(Prompt): Gather every line of the entries below that contains the string "order". Letter case must match.

Stored data
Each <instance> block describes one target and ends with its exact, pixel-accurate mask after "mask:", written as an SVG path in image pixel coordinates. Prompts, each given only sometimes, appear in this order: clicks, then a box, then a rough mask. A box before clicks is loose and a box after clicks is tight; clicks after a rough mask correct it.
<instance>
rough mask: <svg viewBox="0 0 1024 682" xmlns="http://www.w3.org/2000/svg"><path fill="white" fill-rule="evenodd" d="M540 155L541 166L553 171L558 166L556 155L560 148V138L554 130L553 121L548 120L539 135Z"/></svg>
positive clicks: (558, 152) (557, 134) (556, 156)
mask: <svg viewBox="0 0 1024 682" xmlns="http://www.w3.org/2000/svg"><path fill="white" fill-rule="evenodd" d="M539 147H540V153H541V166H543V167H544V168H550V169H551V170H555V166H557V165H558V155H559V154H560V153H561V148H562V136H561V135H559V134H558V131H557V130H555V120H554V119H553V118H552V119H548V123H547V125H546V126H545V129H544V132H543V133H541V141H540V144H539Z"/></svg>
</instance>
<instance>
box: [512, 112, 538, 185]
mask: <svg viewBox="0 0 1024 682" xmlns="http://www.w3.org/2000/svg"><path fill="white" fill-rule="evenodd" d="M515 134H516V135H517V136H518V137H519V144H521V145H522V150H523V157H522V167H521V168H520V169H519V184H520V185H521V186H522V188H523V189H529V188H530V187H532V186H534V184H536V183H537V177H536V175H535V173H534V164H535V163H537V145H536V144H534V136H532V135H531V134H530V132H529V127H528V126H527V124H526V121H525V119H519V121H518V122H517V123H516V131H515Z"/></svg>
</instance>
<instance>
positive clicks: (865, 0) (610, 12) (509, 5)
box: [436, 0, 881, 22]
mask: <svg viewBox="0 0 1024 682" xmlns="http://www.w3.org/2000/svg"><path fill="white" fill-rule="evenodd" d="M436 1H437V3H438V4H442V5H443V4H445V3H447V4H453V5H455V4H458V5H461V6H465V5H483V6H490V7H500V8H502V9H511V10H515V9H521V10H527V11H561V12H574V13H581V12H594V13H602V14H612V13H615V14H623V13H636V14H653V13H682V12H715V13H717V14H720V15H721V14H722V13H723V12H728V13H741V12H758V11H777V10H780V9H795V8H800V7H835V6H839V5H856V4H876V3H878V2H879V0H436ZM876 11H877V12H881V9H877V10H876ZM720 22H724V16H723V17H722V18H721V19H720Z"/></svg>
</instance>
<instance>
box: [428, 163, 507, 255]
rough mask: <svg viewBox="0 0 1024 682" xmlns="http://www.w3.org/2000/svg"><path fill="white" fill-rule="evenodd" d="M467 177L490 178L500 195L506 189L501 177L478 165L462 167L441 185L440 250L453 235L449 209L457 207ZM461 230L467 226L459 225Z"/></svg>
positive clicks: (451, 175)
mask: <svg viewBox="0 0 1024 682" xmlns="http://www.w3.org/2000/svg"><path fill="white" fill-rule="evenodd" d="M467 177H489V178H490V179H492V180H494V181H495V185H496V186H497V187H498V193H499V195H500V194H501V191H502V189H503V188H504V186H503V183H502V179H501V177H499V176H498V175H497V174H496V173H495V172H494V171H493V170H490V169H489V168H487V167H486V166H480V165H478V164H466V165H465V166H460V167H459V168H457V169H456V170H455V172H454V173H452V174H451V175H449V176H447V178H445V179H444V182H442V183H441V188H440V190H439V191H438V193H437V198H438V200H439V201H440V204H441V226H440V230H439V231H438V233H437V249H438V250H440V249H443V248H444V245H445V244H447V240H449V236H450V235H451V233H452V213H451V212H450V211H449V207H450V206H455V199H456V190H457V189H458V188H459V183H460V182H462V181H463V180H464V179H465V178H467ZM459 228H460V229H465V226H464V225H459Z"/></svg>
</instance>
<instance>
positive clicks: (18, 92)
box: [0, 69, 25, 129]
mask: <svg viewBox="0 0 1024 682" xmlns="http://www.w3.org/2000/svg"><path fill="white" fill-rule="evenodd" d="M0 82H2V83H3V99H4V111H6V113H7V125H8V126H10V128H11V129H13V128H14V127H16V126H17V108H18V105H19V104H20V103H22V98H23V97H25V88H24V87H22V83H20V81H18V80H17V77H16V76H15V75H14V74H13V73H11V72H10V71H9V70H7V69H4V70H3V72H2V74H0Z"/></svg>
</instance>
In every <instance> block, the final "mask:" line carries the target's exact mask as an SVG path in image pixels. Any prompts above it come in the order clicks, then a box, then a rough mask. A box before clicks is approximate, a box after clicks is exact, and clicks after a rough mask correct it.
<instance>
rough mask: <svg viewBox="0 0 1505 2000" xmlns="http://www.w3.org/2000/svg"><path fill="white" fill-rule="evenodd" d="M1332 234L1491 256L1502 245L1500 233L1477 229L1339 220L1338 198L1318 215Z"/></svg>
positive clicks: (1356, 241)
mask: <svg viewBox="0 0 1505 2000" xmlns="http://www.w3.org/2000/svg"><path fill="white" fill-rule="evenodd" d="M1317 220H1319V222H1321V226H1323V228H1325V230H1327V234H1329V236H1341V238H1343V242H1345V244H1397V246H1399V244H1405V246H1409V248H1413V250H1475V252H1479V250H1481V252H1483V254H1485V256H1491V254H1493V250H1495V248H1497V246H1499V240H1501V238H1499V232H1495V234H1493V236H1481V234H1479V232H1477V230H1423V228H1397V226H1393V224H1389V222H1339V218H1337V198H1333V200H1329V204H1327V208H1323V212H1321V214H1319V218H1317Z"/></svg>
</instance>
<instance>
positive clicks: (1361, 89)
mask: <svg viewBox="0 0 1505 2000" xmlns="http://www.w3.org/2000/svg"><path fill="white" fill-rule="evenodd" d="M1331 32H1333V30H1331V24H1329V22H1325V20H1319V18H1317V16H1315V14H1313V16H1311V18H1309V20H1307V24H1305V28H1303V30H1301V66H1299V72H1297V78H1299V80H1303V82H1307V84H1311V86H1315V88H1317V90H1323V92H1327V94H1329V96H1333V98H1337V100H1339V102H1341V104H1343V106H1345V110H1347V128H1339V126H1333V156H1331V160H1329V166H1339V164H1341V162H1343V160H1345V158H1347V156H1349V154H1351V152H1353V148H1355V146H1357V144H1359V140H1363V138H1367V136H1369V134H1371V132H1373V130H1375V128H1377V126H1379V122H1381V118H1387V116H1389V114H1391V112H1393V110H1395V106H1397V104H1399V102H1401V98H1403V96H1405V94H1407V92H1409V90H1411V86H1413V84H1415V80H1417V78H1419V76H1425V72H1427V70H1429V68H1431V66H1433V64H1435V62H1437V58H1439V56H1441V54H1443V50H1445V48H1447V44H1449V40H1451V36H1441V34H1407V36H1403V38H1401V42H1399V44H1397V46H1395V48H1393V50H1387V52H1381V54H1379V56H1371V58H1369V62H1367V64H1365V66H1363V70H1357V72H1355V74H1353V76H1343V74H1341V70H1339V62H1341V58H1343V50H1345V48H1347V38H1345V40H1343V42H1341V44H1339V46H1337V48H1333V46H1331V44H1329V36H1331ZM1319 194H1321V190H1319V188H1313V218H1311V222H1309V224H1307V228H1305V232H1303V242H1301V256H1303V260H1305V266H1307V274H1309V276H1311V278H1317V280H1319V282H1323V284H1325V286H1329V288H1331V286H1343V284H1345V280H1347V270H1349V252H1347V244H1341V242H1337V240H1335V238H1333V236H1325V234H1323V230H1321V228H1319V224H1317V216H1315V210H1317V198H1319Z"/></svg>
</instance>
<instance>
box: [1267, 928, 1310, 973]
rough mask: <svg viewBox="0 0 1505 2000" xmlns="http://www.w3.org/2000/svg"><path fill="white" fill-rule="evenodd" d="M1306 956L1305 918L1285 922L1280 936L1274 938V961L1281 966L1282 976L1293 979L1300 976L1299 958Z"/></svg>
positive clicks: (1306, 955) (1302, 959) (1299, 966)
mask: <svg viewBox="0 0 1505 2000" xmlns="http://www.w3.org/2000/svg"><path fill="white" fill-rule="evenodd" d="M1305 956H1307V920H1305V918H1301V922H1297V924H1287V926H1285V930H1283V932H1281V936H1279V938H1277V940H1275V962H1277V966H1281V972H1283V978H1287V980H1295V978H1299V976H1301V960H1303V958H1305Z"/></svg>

(Answer to this task):
Each <instance> block describes one target and ends with its exact, pixel-accurate mask after "mask:", written as an SVG path in image pixel coordinates. Prompts, each given only sometimes, appear in this order: clicks, then a box, then a rough mask. A box before clicks is loose and a box after clicks is tight; clicks after a rough mask correct it.
In every <instance> block, the final "mask:" line carries the target's exact mask as an SVG path in image pixels. Any prompts above it come in the order clicks, then a box, then a rough mask. A box before clicks is approximate, a box after clicks is exact, and clicks after a rough mask correct it.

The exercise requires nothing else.